* **Trecho fornecido**:
A ideia de estudar a conexão entre o microbioma intestinal e a doença de Alzheimer surgiu em um jogo de futebol juvenil, onde Dantas e Beau M. Ances, MD, PhD, Professor Daniel J. Brennan de Neurologia, conversaram enquanto seus filhos jogavam. Ances trata e estuda pessoas com doença de Alzheimer; Dantas é um especialista no microbioma intestinal.
Os cientistas já sabiam que o microbioma intestinal de pessoas com Alzheimer sintomático difere dos microbiomas de pessoas saudáveis da mesma idade. Mas, Ances disse a Dantas, ninguém ainda havia analisado o microbioma intestinal de pessoas na fase pré-sintomática crítica.
“No momento em que as pessoas têm sintomas cognitivos, já ocorreram mudanças significativas que são frequentemente irreversíveis”, disse Ances, o outro coautor correspondente. “Mas se você puder diagnosticar alguém muito cedo no processo da doença, esse seria o momento ideal para intervir efetivamente com uma terapia.”

* **Material apresentado**:
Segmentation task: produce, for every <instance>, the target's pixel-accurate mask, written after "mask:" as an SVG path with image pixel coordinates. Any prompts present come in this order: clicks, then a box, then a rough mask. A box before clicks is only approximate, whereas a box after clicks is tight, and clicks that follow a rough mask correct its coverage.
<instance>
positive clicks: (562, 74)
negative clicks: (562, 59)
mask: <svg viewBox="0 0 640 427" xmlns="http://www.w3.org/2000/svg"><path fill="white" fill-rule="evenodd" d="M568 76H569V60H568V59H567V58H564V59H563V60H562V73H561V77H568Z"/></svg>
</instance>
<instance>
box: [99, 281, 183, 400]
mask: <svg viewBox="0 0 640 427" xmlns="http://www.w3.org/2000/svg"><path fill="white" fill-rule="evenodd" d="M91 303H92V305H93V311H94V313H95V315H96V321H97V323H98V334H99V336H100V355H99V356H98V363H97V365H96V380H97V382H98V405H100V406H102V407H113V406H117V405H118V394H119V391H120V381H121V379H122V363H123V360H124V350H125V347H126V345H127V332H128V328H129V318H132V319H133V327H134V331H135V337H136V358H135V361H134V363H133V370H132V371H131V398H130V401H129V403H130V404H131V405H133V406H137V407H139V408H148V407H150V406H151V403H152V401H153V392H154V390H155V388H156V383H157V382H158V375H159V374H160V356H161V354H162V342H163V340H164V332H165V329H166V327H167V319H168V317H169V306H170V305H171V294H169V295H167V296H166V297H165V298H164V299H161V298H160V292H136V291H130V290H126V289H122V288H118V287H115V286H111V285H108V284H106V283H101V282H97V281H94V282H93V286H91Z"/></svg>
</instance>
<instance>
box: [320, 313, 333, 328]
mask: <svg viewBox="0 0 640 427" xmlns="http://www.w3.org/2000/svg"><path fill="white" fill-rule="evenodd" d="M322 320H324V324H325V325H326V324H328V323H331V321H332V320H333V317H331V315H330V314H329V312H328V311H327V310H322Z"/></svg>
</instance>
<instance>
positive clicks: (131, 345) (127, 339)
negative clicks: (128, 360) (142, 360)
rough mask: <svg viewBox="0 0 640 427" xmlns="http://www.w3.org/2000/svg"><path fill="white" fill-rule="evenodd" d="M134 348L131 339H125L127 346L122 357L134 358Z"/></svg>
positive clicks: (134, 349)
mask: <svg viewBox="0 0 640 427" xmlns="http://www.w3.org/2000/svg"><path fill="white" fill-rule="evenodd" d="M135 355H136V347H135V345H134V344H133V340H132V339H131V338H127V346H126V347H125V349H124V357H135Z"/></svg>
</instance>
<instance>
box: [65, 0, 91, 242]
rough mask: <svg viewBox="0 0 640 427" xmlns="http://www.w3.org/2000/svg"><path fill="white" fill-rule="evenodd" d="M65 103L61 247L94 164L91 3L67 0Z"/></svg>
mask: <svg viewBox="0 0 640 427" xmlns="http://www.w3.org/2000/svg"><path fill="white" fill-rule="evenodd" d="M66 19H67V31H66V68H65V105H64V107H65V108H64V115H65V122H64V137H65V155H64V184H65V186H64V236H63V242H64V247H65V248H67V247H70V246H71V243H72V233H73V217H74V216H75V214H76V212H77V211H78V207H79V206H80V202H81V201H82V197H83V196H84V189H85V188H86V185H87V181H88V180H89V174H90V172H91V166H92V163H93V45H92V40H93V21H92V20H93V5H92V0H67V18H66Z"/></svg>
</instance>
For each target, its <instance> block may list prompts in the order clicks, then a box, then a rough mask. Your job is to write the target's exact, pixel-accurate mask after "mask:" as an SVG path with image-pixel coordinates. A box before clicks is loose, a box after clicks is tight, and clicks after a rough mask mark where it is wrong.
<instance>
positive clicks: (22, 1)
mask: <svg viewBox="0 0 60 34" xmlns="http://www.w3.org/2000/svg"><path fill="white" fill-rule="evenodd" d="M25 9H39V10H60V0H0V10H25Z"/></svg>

* **O que se espera**:
Dê continuidade ao trecho sobre o microbioma intestinal e a doença de Alzheimer, começando logo após a última frase.

* **Resultado do exercício**:
Durante a fase inicial da doença de Alzheimer, que pode durar duas décadas ou mais, as pessoas afetadas acumulam aglomerados das proteínas beta-amiloide e tau em seus cérebros, mas não apresentam sinais de neurodegeneração ou declínio cognitivo.
Dantas, Ances e a primeira autora Aura L. Ferreiro, PhD, então estudante de pós-graduação no laboratório de Dantas e agora pesquisadora pós-doutoral, avaliaram participantes voluntários de estudos no Centro de Pesquisa de Doença de Alzheimer Charles F. and Joanne Knight na Universidade de Washington.
Todos os participantes eram cognitivamente normais.
Como parte deste estudo, os participantes forneceram amostras de fezes, sangue e líquido cerebrospinal, mantiveram diários alimentares e passaram por exames cerebrais de PET e MRI.
Para distinguir participantes que já estavam no estágio inicial da doença de Alzheimer daqueles que estavam saudáveis, os pesquisadores procuraram sinais de acúmulo de beta-amiloide e tau por meio de exames cerebrais e líquido cerebrospinal.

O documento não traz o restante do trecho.